## Records from a collection
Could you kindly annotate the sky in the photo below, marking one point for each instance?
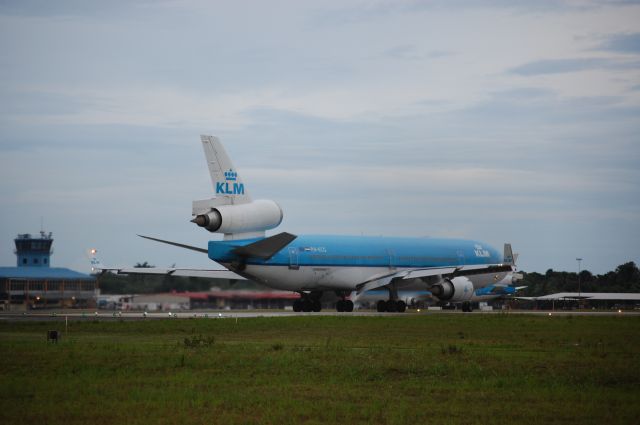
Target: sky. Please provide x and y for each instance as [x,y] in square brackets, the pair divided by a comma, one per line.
[499,121]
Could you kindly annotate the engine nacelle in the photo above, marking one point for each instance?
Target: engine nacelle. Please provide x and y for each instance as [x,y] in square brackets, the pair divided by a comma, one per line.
[455,290]
[241,218]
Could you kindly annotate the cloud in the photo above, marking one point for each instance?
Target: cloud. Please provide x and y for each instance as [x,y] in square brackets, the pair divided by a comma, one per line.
[559,66]
[622,43]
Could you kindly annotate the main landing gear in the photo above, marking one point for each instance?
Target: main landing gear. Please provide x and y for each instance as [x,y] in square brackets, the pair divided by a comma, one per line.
[308,302]
[344,305]
[391,306]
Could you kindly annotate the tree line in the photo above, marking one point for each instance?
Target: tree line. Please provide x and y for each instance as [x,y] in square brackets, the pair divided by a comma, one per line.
[625,278]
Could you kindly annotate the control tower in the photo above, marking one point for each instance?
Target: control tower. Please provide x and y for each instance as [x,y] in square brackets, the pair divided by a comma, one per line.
[34,251]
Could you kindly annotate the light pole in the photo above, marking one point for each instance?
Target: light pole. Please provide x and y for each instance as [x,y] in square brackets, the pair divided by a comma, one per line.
[579,260]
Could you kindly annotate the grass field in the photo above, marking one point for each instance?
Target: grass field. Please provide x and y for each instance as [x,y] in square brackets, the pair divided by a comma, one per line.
[434,368]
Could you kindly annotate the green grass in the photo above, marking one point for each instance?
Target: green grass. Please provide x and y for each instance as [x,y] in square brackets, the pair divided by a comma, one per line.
[434,368]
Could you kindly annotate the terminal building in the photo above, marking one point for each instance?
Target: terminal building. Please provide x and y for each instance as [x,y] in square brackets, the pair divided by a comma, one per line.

## WHAT YOU SHOULD DO
Starting at the line that contains "Could you kindly annotate the tree" and stopping after the line that contains "Could you kindly annotate the green", write out every line exactly as it appears above, and no other line.

## RESPONSE AREA
Could you kindly annotate the tree line in the photo above, marking one point for each instance?
Target: tree line. Please provide x and y for each instance as [x,y] in square brackets, the pair divided by a comma, one per line.
[625,278]
Could you kindly annotate the control tower in the photo above, marking one point for each instance?
Target: control tower. Please provide x and y for each instance as [x,y] in square brackets, the pair divided by a comma, one per line.
[34,251]
Could you kindly annotate the light pole in the photo above, marking one point for each instance?
Target: light pole. Please provide x and y for each instance as [x,y] in square brackets, the pair divided by a comma, one per line.
[579,260]
Could you kindly annotate the grass field in the photo above, marking one point for each instance?
Target: grass field. Please provide x and y for each instance as [x,y] in square brackets, the pair divided by a comma, one per line.
[434,368]
Could you kindly annotate the green grass in the photo above, marking one point for each instance?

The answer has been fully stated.